_EXTRACTED ENTRIES:_

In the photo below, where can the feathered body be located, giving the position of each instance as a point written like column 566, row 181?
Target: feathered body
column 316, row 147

* * *

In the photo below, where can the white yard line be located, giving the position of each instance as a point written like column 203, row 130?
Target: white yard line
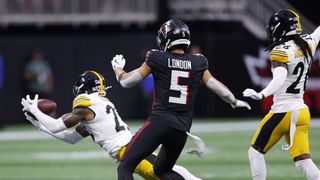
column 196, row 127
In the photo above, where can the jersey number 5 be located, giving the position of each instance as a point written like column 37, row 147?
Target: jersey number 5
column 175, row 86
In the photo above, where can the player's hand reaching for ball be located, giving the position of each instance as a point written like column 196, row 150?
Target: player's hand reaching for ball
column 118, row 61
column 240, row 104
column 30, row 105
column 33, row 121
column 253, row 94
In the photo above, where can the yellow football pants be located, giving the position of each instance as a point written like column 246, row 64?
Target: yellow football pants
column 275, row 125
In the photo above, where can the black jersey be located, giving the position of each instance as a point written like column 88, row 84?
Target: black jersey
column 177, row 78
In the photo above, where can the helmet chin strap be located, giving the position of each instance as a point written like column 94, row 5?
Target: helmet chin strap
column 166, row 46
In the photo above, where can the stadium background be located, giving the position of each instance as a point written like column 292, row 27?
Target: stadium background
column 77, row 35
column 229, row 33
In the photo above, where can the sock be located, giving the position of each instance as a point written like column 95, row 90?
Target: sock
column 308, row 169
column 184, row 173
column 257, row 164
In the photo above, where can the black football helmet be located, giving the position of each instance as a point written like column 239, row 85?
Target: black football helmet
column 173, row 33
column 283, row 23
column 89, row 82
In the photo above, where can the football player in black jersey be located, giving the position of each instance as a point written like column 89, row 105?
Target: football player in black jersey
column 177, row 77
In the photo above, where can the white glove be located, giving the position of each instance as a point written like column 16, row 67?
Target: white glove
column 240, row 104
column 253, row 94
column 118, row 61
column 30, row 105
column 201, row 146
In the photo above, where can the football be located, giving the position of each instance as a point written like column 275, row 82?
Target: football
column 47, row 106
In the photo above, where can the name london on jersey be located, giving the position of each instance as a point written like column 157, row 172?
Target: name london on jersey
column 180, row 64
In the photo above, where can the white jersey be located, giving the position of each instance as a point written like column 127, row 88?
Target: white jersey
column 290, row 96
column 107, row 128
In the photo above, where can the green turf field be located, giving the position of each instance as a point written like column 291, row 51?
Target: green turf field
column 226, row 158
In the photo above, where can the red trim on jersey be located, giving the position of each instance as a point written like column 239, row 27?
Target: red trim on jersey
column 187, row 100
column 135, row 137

_GIVEN PROBLEM:_
Recast the lines of the records above as a numbered list, omitting any blank lines, starting with the line containing "In the photo above, where can the stadium" and continuing through the line containing "column 47, row 106".

_WRITTEN SOLUTION:_
1. In the photo above, where can the stadium background be located, giving the position of each instance as a point written like column 292, row 27?
2. Target: stadium background
3. column 77, row 35
4. column 229, row 33
5. In the photo above, where can the sock be located, giving the position of each instance as a point written like column 95, row 90?
6. Target: sock
7. column 308, row 169
8. column 184, row 173
9. column 257, row 164
10. In the photo above, where can the black football helmet be located, giving the position of each instance as a point written like column 239, row 85?
11. Target: black football helmet
12. column 173, row 33
13. column 283, row 23
14. column 89, row 82
15. In the photo above, where can the football player in black jersey be located, giving the position of each instance as a point written like column 89, row 105?
16. Target: football player in black jersey
17. column 177, row 77
18. In the photo above, where can the white glove be located, giving the position of each instance as a point written like column 16, row 67?
19. Target: white glove
20. column 240, row 104
21. column 253, row 94
22. column 118, row 61
23. column 30, row 105
24. column 201, row 146
25. In the photo above, where can the football be located, giving the position of each instance as a point written like column 275, row 82?
26. Target: football
27. column 47, row 106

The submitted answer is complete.